Job 1 - Could you duplicate the portion of the Fishbone album text starting with "- Genres: Funk" and going on through "the next year."?

◇ ◇ ◇

Studio album by Fishbone
- Released: May 23, 1993
- Recorded: One on One (Los Angeles)
- Genres: Funk metal; punk rock; ska;
- Length: 64:44
- Label: Columbia
- Producers: Terry Date, Fishbone

Fishbone chronology
| The Reality of My Surroundings (1991) | Give a Monkey a Brain and He'll Swear He's the Center of the Universe (1993) | Chim Chim's Badass Revenge (1996) |

Singles from Give a Monkey a Brain...
- "Swim"; "Unyielding Conditioning" Released: 1993; "Servitude" Released: 1993; "Black Flowers" Released: 1993; "No Fear" Released: 1993;

= Give a Monkey a Brain and He'll Swear He's the Center of the Universe =

Give a Monkey a Brain and He'll Swear He's the Center of the Universe is the fourth studio album by American rock band Fishbone. It was the last album to feature all six original members, as guitarist Kendall Jones left the band a few months after the album's release, and keyboardist/trombonist Chris Dowd would leave the next year.

◇ ◇ ◇

Job 2 - Can you format the lines of the entries below as a JSON list of strings, one string per line, starting with the line with "Category: tree branch" and going on through the final line of the entries, with both ends included? Leave out blank lines and the pictures.

Given information -
◇ ◇ ◇

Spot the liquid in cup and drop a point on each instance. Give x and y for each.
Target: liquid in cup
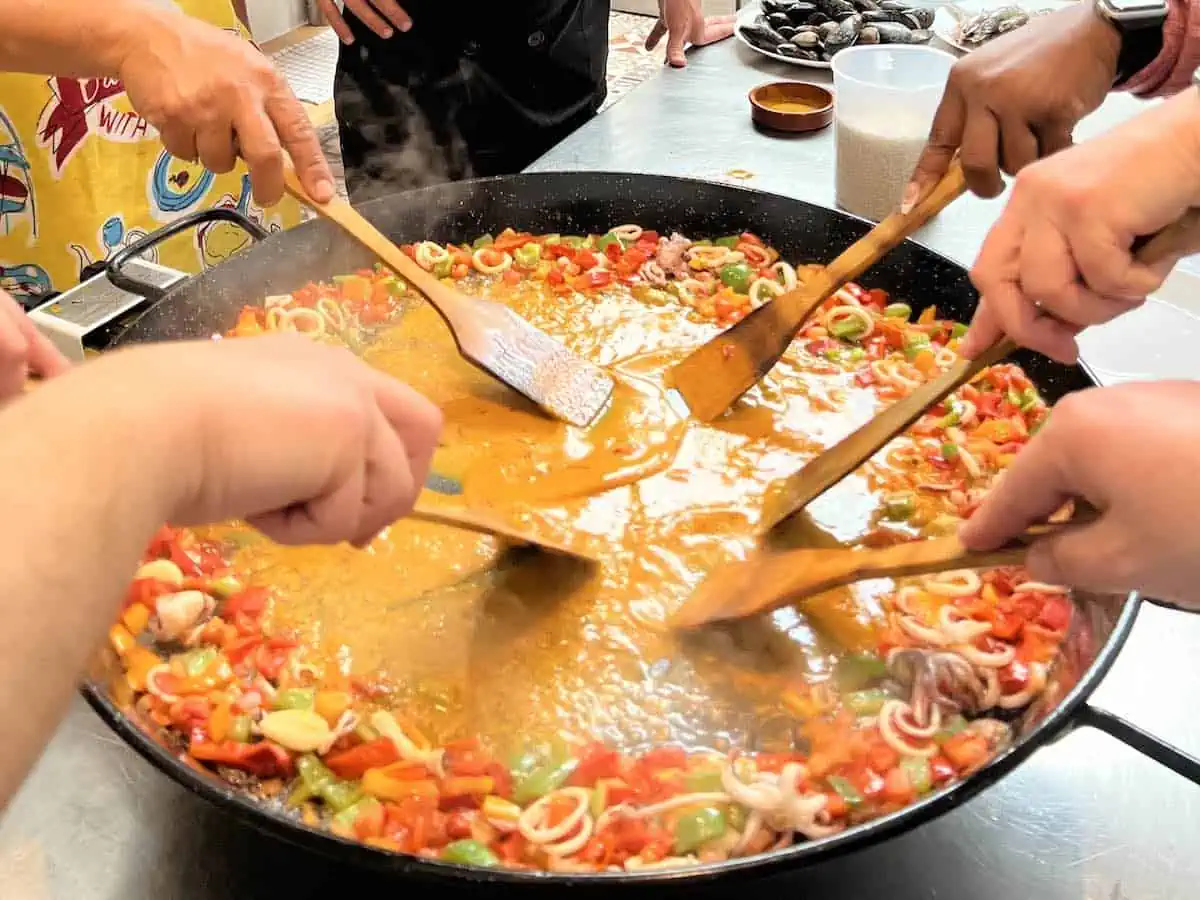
(887, 95)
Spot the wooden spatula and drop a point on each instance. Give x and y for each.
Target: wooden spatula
(714, 376)
(490, 335)
(769, 581)
(487, 523)
(852, 451)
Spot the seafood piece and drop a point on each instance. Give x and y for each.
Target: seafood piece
(845, 35)
(979, 29)
(895, 33)
(837, 10)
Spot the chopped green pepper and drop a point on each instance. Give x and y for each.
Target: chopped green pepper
(240, 729)
(196, 663)
(849, 329)
(858, 670)
(917, 769)
(915, 343)
(541, 781)
(899, 507)
(705, 781)
(528, 255)
(697, 827)
(341, 795)
(295, 699)
(737, 276)
(867, 702)
(468, 852)
(845, 790)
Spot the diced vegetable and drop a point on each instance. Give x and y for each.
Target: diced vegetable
(469, 852)
(697, 827)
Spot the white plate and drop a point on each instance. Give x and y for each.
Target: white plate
(946, 24)
(747, 15)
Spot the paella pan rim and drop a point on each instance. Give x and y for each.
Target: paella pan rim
(528, 196)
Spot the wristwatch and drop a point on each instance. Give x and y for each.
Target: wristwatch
(1140, 25)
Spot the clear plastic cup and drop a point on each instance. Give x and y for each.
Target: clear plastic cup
(887, 95)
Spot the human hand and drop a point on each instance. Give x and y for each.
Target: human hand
(1060, 257)
(24, 351)
(1144, 485)
(1019, 97)
(213, 97)
(379, 16)
(305, 442)
(683, 23)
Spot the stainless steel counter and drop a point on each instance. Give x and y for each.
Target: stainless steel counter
(1086, 819)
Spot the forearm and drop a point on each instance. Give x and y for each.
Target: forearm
(76, 39)
(81, 475)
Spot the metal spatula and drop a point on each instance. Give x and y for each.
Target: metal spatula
(775, 580)
(713, 377)
(490, 335)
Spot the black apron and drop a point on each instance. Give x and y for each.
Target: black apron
(473, 89)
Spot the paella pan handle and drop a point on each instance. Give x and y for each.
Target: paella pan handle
(125, 281)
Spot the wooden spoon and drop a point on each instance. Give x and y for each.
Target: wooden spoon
(714, 376)
(487, 523)
(769, 581)
(852, 451)
(490, 335)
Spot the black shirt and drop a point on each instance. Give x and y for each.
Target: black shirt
(473, 89)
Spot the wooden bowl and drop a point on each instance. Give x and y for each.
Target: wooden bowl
(791, 106)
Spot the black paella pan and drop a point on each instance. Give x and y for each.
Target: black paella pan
(593, 203)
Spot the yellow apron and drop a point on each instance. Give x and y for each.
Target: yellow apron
(83, 175)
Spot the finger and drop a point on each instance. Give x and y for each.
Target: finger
(717, 28)
(677, 36)
(334, 17)
(657, 33)
(215, 147)
(299, 138)
(1019, 145)
(395, 13)
(945, 137)
(389, 487)
(1030, 491)
(981, 150)
(42, 358)
(369, 17)
(179, 139)
(259, 147)
(1105, 265)
(1093, 557)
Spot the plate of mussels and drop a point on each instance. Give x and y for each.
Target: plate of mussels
(810, 33)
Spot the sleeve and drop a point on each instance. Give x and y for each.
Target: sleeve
(1171, 70)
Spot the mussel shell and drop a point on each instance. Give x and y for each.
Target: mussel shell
(762, 35)
(923, 16)
(845, 36)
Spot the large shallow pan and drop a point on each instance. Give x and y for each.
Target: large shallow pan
(592, 203)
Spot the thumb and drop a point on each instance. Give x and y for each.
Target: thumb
(1093, 557)
(945, 137)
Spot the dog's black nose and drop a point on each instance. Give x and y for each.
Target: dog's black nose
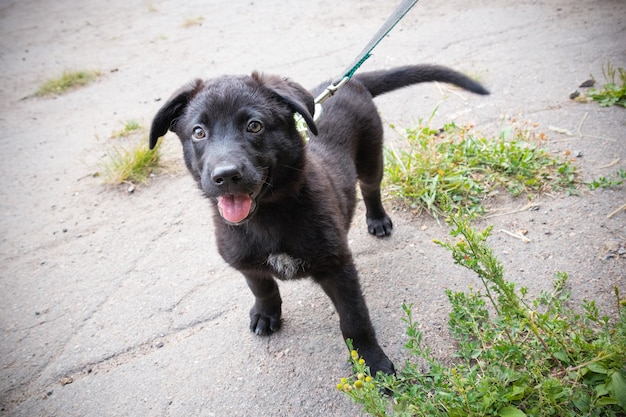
(226, 174)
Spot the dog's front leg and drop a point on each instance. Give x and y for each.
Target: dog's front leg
(266, 311)
(345, 292)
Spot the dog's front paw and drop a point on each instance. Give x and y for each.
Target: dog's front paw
(380, 227)
(262, 323)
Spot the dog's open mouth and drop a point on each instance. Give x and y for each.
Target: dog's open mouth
(235, 208)
(238, 208)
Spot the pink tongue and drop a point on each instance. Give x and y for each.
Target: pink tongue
(234, 208)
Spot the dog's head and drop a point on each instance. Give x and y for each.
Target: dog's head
(239, 138)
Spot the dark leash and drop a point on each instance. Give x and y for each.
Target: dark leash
(389, 24)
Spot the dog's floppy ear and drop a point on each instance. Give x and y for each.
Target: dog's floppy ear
(166, 117)
(296, 96)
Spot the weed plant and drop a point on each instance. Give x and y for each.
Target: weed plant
(66, 81)
(613, 91)
(457, 165)
(515, 357)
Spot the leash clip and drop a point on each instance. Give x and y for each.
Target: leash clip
(326, 94)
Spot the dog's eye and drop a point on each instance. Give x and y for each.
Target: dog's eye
(198, 133)
(254, 126)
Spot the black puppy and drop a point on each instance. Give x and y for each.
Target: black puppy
(283, 206)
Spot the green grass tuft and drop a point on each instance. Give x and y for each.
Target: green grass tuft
(66, 81)
(131, 165)
(130, 126)
(613, 91)
(459, 167)
(515, 356)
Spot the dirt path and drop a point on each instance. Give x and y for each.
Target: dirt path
(125, 296)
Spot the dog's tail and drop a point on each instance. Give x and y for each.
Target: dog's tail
(384, 81)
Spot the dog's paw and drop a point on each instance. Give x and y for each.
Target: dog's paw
(379, 227)
(264, 324)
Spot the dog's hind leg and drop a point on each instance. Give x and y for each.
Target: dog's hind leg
(266, 311)
(345, 292)
(370, 164)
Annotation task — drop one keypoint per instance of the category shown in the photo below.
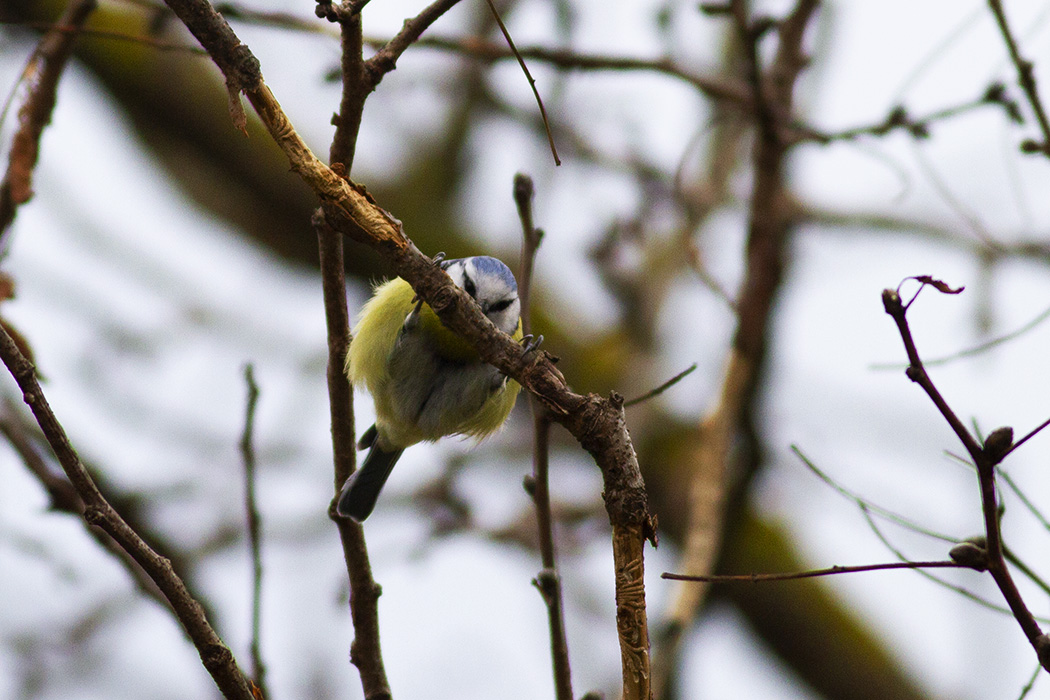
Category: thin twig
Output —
(384, 60)
(713, 86)
(528, 77)
(254, 541)
(1026, 77)
(663, 387)
(985, 461)
(214, 654)
(813, 573)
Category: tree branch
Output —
(216, 657)
(599, 424)
(985, 459)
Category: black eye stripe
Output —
(500, 305)
(469, 287)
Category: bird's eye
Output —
(501, 305)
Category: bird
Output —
(426, 381)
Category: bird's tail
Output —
(361, 490)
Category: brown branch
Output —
(216, 657)
(985, 458)
(769, 229)
(365, 650)
(43, 71)
(547, 581)
(814, 573)
(1026, 77)
(597, 423)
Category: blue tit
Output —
(426, 382)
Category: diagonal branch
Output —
(597, 423)
(215, 656)
(985, 459)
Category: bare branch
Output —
(547, 581)
(215, 655)
(985, 458)
(813, 573)
(1026, 77)
(254, 541)
(43, 71)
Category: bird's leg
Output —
(412, 320)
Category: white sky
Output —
(155, 394)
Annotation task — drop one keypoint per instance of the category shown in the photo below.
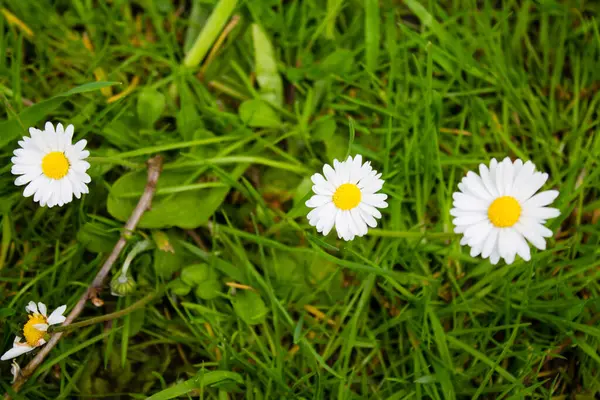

◇ ◇ ◇

Complete answer 1 -
- Genres: Funk metal; punk rock; ska;
- Length: 64:44
- Label: Columbia
- Producers: Terry Date, Fishbone

Fishbone chronology
| The Reality of My Surroundings (1991) | Give a Monkey a Brain and He'll Swear He's the Center of the Universe (1993) | Chim Chim's Badass Revenge (1996) |

Singles from Give a Monkey a Brain...
- "Swim"; "Unyielding Conditioning" Released: 1993; "Servitude" Released: 1993; "Black Flowers" Released: 1993; "No Fear" Released: 1993;

= Give a Monkey a Brain and He'll Swear He's the Center of the Universe =

Give a Monkey a Brain and He'll Swear He's the Center of the Universe is the fourth studio album by American rock band Fishbone. It was the last album to feature all six original members, as guitarist Kendall Jones left the band a few months after the album's release, and keyboardist/trombonist Chris Dowd would leave the next year.

Complete answer 2 -
[
  "Category: tree branch",
  "Output —",
  "(216, 657)",
  "(599, 424)",
  "(985, 459)",
  "Category: black eye stripe",
  "Output —",
  "(500, 305)",
  "(469, 287)",
  "Category: bird's eye",
  "Output —",
  "(501, 305)",
  "Category: bird",
  "Output —",
  "(426, 381)",
  "Category: bird's tail",
  "Output —",
  "(361, 490)",
  "Category: brown branch",
  "Output —",
  "(216, 657)",
  "(985, 458)",
  "(769, 229)",
  "(365, 650)",
  "(43, 71)",
  "(547, 581)",
  "(814, 573)",
  "(1026, 77)",
  "(597, 423)",
  "Category: blue tit",
  "Output —",
  "(426, 382)",
  "Category: diagonal branch",
  "Output —",
  "(597, 423)",
  "(215, 656)",
  "(985, 459)",
  "Category: bare branch",
  "Output —",
  "(547, 581)",
  "(215, 655)",
  "(985, 458)",
  "(813, 573)",
  "(1026, 77)",
  "(254, 541)",
  "(43, 71)",
  "Category: bird's leg",
  "Output —",
  "(412, 320)",
  "Category: white sky",
  "Output —",
  "(155, 394)",
  "Annotation task — drop one keypoint per instance of the category shown in the photo below."
]